- _Listed entries_:

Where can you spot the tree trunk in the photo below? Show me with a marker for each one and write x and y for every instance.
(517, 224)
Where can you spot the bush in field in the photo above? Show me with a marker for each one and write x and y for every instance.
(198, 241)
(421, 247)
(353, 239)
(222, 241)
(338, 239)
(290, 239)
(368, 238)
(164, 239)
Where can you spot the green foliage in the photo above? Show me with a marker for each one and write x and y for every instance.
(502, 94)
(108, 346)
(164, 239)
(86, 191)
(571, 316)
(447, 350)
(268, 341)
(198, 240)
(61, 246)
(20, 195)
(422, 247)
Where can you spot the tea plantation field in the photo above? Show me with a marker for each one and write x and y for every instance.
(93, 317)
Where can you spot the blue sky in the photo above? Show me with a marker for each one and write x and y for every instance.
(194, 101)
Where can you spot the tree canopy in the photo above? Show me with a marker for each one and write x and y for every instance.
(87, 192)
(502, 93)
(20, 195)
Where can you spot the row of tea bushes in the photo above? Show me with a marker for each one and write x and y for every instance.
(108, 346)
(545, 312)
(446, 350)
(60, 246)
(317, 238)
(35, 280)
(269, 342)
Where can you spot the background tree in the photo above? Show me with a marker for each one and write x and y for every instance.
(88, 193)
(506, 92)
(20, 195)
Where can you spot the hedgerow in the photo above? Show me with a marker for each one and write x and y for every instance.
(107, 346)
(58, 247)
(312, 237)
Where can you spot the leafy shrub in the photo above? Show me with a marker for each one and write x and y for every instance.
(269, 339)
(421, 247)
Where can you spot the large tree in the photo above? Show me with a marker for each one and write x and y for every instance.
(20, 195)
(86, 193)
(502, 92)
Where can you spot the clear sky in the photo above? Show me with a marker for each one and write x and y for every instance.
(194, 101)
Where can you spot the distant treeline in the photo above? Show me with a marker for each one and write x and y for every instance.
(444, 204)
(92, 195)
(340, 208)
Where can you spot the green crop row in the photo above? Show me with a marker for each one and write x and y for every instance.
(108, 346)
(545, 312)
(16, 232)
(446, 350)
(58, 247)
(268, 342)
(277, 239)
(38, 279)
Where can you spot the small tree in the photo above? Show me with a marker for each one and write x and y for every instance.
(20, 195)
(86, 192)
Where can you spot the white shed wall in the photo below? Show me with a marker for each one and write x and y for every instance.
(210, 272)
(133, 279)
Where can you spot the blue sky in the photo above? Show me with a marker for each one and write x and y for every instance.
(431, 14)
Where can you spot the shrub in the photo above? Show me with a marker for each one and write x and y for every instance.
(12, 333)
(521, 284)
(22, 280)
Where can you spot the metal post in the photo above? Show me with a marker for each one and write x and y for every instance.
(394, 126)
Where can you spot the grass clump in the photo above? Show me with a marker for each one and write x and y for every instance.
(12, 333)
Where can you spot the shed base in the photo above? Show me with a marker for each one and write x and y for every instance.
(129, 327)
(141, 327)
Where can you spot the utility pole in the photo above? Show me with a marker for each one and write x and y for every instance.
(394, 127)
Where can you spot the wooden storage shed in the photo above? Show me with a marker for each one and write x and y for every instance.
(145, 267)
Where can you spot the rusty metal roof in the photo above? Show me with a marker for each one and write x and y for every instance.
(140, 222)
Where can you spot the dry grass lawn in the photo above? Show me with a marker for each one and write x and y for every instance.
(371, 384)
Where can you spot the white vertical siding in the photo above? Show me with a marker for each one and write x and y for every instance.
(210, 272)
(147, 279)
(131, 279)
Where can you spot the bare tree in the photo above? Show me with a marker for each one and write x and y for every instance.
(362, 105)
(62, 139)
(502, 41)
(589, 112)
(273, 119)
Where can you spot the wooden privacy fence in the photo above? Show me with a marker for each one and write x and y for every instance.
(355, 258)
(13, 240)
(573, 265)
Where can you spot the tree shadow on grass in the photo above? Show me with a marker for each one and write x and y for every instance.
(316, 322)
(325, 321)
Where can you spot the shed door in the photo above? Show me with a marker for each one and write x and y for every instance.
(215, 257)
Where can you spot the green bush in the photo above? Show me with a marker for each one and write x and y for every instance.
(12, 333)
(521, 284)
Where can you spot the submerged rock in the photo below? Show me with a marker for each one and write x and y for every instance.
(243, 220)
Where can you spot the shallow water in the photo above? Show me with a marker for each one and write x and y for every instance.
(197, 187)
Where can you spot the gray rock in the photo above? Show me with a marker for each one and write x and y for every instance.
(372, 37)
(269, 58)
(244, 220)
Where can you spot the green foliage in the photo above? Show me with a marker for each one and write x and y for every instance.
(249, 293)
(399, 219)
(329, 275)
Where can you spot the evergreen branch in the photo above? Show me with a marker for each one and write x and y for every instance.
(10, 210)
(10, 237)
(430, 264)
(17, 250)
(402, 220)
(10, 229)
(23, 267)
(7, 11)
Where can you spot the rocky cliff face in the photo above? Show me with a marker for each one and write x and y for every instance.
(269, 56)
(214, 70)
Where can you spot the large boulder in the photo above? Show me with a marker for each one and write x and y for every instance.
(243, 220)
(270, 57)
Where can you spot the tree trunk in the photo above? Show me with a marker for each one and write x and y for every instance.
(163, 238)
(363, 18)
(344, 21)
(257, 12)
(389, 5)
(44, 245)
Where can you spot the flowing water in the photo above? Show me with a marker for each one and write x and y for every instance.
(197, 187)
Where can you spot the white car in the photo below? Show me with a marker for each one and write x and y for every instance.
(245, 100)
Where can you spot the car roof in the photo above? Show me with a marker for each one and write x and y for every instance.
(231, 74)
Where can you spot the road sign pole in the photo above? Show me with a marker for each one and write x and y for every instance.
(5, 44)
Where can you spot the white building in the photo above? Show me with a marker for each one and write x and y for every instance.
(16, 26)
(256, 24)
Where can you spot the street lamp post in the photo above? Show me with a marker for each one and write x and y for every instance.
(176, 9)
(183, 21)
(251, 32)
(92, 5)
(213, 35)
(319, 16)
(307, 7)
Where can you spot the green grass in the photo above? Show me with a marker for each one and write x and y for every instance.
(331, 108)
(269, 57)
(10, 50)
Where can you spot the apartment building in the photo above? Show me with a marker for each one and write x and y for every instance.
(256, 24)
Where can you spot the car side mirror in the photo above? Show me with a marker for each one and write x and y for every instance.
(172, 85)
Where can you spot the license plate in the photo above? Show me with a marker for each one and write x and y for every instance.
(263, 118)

- _Written exercise_: Go back to the listing above and please repeat it exactly.

- _Task result_:
Where can you spot the tree trunk in the photo below? Show me with a marker for each one and write x and y for every instance.
(517, 224)
Where can you spot the bush in field in the photo above? Show me with a marker for each one and write x and y for every instance.
(198, 241)
(421, 247)
(353, 239)
(222, 241)
(338, 239)
(290, 239)
(368, 238)
(164, 239)
Where can you spot the green foliage in the photo above? Show me with a marker for each one and write x and y for every instance.
(502, 94)
(108, 346)
(164, 239)
(86, 191)
(571, 316)
(447, 350)
(268, 341)
(198, 240)
(61, 246)
(20, 195)
(422, 247)
Where can you spot the tea plantation field in the photo above? Show me with a marker for each one and write x and y for every instance.
(93, 317)
Where can you spot the blue sky in the photo above? Show me with a marker for each one and write x and y for every instance.
(194, 101)
Where can you spot the tree canopy in the photo above? Show me with a marker for each one and write x and y for every instance.
(87, 192)
(502, 93)
(20, 195)
Where can you spot the row of tea bushes in the photo above? Show me with a marker for each one and write x and y for every instance.
(108, 346)
(545, 312)
(446, 350)
(60, 246)
(317, 238)
(35, 280)
(269, 342)
Where can you spot the background tree in the photo above? Show me with a marker for each one and write x and y for every instance.
(88, 193)
(506, 92)
(20, 195)
Where can you spot the hedgerow in the photo above? Show me with a marker for each one and write x and y for every instance.
(107, 346)
(58, 247)
(312, 237)
Where can you spot the leafy shrub in the photo above? Show me with a marker for each one and write x and y for every instance.
(269, 339)
(421, 247)
Where can you spot the large tree in the photo above? Show me with a marker for each one and write x and y for every instance.
(20, 195)
(86, 193)
(502, 92)
Where can you spot the clear sky in the photo above? Show me with a marker for each one and write x and y for every instance.
(194, 101)
Where can you spot the distant treeline in the photo above? Show me with a marker for each one and write x and y for every instance.
(444, 204)
(92, 195)
(340, 208)
Where can you spot the green crop row in the photo above? Show me with a marker for each one and write x and y for every instance.
(108, 346)
(545, 312)
(16, 232)
(446, 350)
(58, 247)
(268, 342)
(277, 239)
(38, 279)
Where can you spot the small tree in the photo above? Show me with a marker for each one and write x and y for every instance.
(20, 195)
(86, 192)
Where can you spot the white shed wall in the photo below? Show me with a marker for each one and write x and y for every instance.
(210, 272)
(133, 279)
Where can you spot the blue sky in the photo above? Show me with a marker for each one and write x and y for every instance.
(431, 14)
Where can you spot the shrub in the photo above? Show me with a marker for each one and write x and y for every instance.
(12, 333)
(521, 284)
(22, 280)
Where can you spot the metal post in the photo above? Show me with a marker for each one and write x and y for every instance.
(394, 126)
Where can you spot the grass clump in the photo above? Show me with a marker for each one and write x and y for every instance.
(12, 333)
Where can you spot the shed base in the photo above? Show me with a marker for each one and write x and y for every instance.
(129, 327)
(141, 327)
Where can you spot the utility pole in the photo above? Show me with a marker for each one and write x and y for every instance.
(394, 127)
Where can you spot the wooden storage shed in the photo above? Show me with a marker for each one and write x and y for every instance.
(145, 267)
Where can you spot the rusty metal roof in the photo above? Show me with a marker for each one and write x and y for every instance.
(140, 222)
Where can you spot the dry grass lawn in the photo above? Show me with a marker for each one and write x and y for every instance.
(371, 384)
Where can you spot the white vertical siding in the photo above? Show me with a marker for each one and write x and y for every instance.
(210, 272)
(147, 279)
(131, 279)
Where can you spot the bare tree in the photo above? Show me with a marker for each one and write x and y for every instance.
(362, 105)
(62, 139)
(502, 41)
(589, 112)
(273, 119)
Where can you spot the wooden privacy fence in the photo above? Show me with a marker for each one and write x and y for every instance.
(355, 258)
(13, 240)
(573, 265)
Where can you spot the tree shadow on grass in the photo above? Show me with a marker for each one and write x and y for every instance.
(316, 322)
(325, 321)
Where can you spot the shed door in the photo above? Show me with a marker for each one and write x and y for every instance.
(215, 257)
Where can you spot the green bush in the photo above? Show me with a marker for each one and write x and y for every instance.
(12, 333)
(521, 284)
Where can you spot the submerged rock in the photo below? Show me with a marker for each one and write x and y for every instance.
(243, 220)
Where can you spot the shallow water in the photo above? Show me with a marker for each one and write x and y for every instance.
(197, 187)
Where can you spot the gray rock in the photo above? Show me with a marker for each one and write x and y for every instance.
(372, 37)
(269, 58)
(244, 220)
Where can you spot the green foliage in the photo above? Show me with a marker for each one and write x and y for every instance.
(249, 293)
(399, 219)
(329, 275)
Where can you spot the evergreen branch in the photo above? Show me with a marker for each one and write x and y for every instance.
(10, 210)
(10, 237)
(430, 264)
(17, 250)
(402, 220)
(10, 229)
(23, 267)
(7, 11)
Where can you spot the rocky cliff face in the photo above? Show me with a marker for each one and write x and y for every instance.
(269, 56)
(214, 70)
Where can you spot the large boulder in the photo above? Show me with a marker for each one and write x and y for every instance.
(243, 220)
(270, 57)
Where can you spot the tree trunk in the photo above? Show me with a marker for each one and write x and y for every instance.
(163, 238)
(363, 18)
(344, 21)
(257, 12)
(389, 5)
(44, 245)
Where can you spot the flowing water in the photo above? Show me with a marker for each one and write x and y for every instance.
(197, 187)
Where can you spot the white car in the photo below? Show me with a marker for each one and write x and y for every instance.
(245, 100)
Where can you spot the car roof in the photo above? Show me with a marker for each one and write x and y for every instance.
(231, 74)
Where can you spot the road sign pole in the photo above? Show me with a marker for each one and write x and y for every instance.
(5, 44)
Where can you spot the white building in the photo above? Show me with a marker for each one and write x and y for every instance.
(16, 26)
(256, 24)
Where can you spot the street lamp post in the photo above? Show me with a marker for each one and write x and y for every instance.
(176, 9)
(183, 21)
(251, 32)
(92, 5)
(213, 35)
(319, 16)
(307, 7)
Where can you spot the green grass in the photo above? Show me with a marker for each one and write x and y for every instance.
(331, 108)
(269, 57)
(10, 50)
Where can you spot the apartment building in the photo above? Show me with a marker for each one and write x and y for every instance.
(256, 24)
Where can you spot the car side mirror in the photo above? Show me with a marker for each one and write x and y for every instance.
(172, 85)
Where can you spot the license plate in the photo above? Show me with a marker for each one and write x and y for every instance.
(263, 118)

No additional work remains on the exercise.